**What is required**
Quote the full listing word for word.

**Records for this exercise**

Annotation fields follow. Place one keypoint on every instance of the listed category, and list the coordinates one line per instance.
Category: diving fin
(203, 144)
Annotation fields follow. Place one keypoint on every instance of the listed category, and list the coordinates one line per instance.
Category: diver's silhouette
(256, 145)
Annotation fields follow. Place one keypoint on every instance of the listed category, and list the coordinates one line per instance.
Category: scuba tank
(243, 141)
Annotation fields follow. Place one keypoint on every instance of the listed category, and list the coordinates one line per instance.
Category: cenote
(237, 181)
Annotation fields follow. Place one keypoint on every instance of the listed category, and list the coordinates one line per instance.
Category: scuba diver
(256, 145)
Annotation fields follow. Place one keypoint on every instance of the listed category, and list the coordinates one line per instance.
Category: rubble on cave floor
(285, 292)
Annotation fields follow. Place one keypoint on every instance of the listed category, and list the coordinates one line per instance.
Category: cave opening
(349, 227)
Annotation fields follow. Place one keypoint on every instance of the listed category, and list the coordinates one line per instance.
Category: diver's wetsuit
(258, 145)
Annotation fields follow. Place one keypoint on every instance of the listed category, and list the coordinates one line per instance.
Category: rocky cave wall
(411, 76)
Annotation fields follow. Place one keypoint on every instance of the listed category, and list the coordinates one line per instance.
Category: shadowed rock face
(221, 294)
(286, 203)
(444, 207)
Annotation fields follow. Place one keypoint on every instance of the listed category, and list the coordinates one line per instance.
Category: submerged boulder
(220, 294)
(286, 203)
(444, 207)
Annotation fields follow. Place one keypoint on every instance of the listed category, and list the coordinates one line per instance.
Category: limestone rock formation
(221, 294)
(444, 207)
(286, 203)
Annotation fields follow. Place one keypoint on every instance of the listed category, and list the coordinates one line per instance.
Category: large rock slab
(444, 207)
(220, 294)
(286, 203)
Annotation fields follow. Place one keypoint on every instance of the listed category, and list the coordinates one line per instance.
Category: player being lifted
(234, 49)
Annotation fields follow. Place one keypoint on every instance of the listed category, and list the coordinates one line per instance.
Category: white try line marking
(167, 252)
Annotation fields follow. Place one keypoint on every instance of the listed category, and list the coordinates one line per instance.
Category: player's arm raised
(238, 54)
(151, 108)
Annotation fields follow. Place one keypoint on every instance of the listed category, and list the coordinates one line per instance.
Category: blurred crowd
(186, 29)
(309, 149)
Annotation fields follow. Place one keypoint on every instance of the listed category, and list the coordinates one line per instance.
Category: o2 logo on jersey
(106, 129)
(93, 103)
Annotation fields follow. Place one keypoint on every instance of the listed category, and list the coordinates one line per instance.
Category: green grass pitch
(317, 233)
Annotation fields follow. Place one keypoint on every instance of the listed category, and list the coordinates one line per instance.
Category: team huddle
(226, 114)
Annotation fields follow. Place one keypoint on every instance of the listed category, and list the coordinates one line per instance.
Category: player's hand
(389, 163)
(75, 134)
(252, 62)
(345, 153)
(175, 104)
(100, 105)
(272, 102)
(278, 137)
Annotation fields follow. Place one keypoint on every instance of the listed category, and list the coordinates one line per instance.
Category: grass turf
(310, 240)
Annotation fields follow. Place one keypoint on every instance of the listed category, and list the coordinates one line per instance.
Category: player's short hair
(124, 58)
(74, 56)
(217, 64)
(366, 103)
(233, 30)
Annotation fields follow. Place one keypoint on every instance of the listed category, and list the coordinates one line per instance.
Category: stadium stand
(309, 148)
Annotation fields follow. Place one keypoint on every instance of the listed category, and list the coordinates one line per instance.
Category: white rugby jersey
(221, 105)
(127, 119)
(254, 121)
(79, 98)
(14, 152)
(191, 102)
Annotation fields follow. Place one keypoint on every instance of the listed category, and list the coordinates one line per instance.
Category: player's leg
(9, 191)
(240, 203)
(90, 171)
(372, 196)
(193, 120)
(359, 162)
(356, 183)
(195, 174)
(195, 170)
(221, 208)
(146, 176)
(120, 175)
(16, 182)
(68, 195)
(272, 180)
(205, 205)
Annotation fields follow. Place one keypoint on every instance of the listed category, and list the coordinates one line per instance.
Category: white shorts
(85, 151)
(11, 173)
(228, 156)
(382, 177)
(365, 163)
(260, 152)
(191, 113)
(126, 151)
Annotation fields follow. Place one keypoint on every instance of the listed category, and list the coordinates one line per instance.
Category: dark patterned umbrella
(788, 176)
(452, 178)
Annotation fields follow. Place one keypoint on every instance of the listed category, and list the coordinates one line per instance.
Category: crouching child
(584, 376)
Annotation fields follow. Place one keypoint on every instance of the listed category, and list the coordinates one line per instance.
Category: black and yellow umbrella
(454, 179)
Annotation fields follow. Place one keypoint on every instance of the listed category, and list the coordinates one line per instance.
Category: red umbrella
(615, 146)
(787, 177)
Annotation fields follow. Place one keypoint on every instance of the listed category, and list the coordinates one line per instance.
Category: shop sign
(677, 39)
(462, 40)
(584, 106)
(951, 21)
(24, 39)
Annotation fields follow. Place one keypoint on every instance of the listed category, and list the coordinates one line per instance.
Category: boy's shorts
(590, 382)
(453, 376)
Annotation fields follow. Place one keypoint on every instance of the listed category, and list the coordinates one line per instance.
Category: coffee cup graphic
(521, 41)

**In response**
Annotation fields follow. Place one keypoint on every instance of the listed category, and list the coordinates one line per instance.
Category: diving fin
(203, 144)
Annotation fields follow. Place one keypoint on every instance of the listed category, and list the coordinates one line per instance.
Category: diver's silhouette
(256, 145)
Annotation fields follow. Place one keypoint on every instance of the listed category, and list the coordinates one line per instance.
Category: scuba tank
(243, 141)
Annotation fields follow. Place one keypoint on every instance of the listed category, and list the coordinates one line per instance.
Category: cenote
(237, 181)
Annotation fields follow. Place one keypoint on every instance of the listed category, and list the coordinates one line per instance.
Category: scuba diver
(256, 145)
Annotation fields follow. Place one keypoint on every instance of the listed category, and list the coordinates one line per instance.
Category: rubble on cave floor
(285, 292)
Annotation fields follow. Place one keypoint on every instance of the listed category, and list the coordinates one line per instance.
Category: cave opening
(349, 227)
Annotation fields follow. Place one keypoint on every instance of the listed category, and list the coordinates one line per instance.
Category: diver's wetsuit
(258, 145)
Annotation fields follow. Place one keypoint on every instance of the listed category, and list the coordinates one line per instance.
Category: rocky cave wall
(411, 76)
Annotation fields follow. Place one keypoint on every instance of the listed category, and list the coordinates one line per instance.
Category: shadowed rock face
(221, 294)
(286, 203)
(444, 207)
Annotation fields follow. Place one keypoint on every instance of the listed category, and list the coordinates one line per instance.
Category: submerged boulder
(220, 294)
(286, 203)
(444, 207)
Annotation fields follow. Place one keypoint on every instance of the listed category, and list the coordinates one line per instance.
Category: limestone rock formation
(221, 294)
(444, 207)
(286, 203)
Annotation fields follow. Place one keypoint on every instance of the listed category, and list the coordinates one line per instance.
Category: large rock slab
(444, 207)
(220, 294)
(286, 203)
Annotation fields follow. Place one keypoint on every instance of the listed category, and list the coordinates one line per instance.
Category: player being lifted
(234, 49)
Annotation fields follow. Place one keypoint on every instance of the listed category, and list the coordinates one line per instance.
Category: white try line marking
(167, 252)
Annotation fields follow. Place one keypoint on every instance of the listed category, and list the coordinates one line per instance.
Category: player's arm raised
(238, 54)
(151, 108)
Annotation fields follow. Place one keypoint on every instance of the listed category, and list the coordinates one line per instance.
Category: blurred crowd
(186, 29)
(309, 149)
Annotation fields follow. Place one keypoint on every instance of the listed category, and list the coordinates one line per instance.
Category: o2 logo on jersey
(106, 129)
(93, 103)
Annotation fields follow. Place one keypoint on every instance of the listed category, and list the coordinates one line per instance.
Category: green grass pitch
(317, 233)
Annotation fields follow. Place one keypoint on every instance of the listed category, and list the coordinates one line per instance.
Category: team huddle
(226, 114)
Annotation fields follow. Place one keypoint on every instance of the listed category, and list the coordinates one line per instance.
Category: player's hand
(389, 163)
(75, 134)
(252, 62)
(345, 153)
(175, 104)
(100, 105)
(272, 102)
(278, 137)
Annotation fields follow. Place one keypoint on every instance of the listed category, and list the coordinates one line per instance.
Category: grass turf
(310, 240)
Annotation fields follow. Place one keypoint on every instance of the listed category, and list the coordinates one line per instance.
Category: player's short hair
(124, 58)
(74, 56)
(217, 64)
(366, 103)
(233, 30)
Annotation fields follow. Place one keypoint on every instance of the listed category, and list the coordinates one line per instance.
Category: stadium stand
(309, 148)
Annotation fields follow. Place one keypoint on every instance of the listed category, and list the coordinates one line per instance.
Category: white rugby jersey
(221, 105)
(127, 119)
(254, 121)
(79, 98)
(14, 152)
(191, 102)
Annotation fields follow. Place one keypoint on every instance of the listed category, and list the coordinates one line per instance.
Category: player's leg
(9, 191)
(240, 203)
(90, 171)
(372, 196)
(193, 120)
(359, 162)
(356, 183)
(195, 174)
(195, 170)
(221, 208)
(146, 176)
(120, 175)
(16, 182)
(68, 195)
(272, 180)
(205, 205)
Annotation fields follow. Place one keypoint on every instance of the listed category, and list the coordinates one line per instance.
Category: white shorts
(85, 151)
(11, 173)
(228, 156)
(382, 177)
(365, 163)
(260, 152)
(191, 113)
(126, 151)
Annotation fields follow. Place one keypoint on every instance of the listed category, and list the coordinates one line per instance.
Category: dark patterned umbrella
(788, 176)
(452, 178)
Annotation fields follow. Place one keypoint on every instance of the listed category, and list the coordinates one line per instance.
Category: crouching child
(584, 376)
Annotation fields follow. Place one keypoint on every instance of the listed category, and list the coordinates one line per instance.
Category: black and yellow umbrella
(454, 179)
Annotation fields follow. Place one keypoint on every instance of the listed category, and list the coordinates one line per instance.
Category: red umbrella
(615, 146)
(787, 177)
Annotation fields follow. Place one keypoint on every instance of the listed category, and list the coordinates one line per instance.
Category: shop sign
(677, 39)
(462, 40)
(584, 106)
(951, 21)
(24, 39)
Annotation fields follow. Place one keypoint on every instance of the listed category, and list the coordinates one line per instance.
Category: boy's shorts
(590, 382)
(453, 376)
Annotation fields follow. Place one keypoint on every instance of the listed category, and list the coordinates one line per instance.
Category: coffee cup graphic
(521, 41)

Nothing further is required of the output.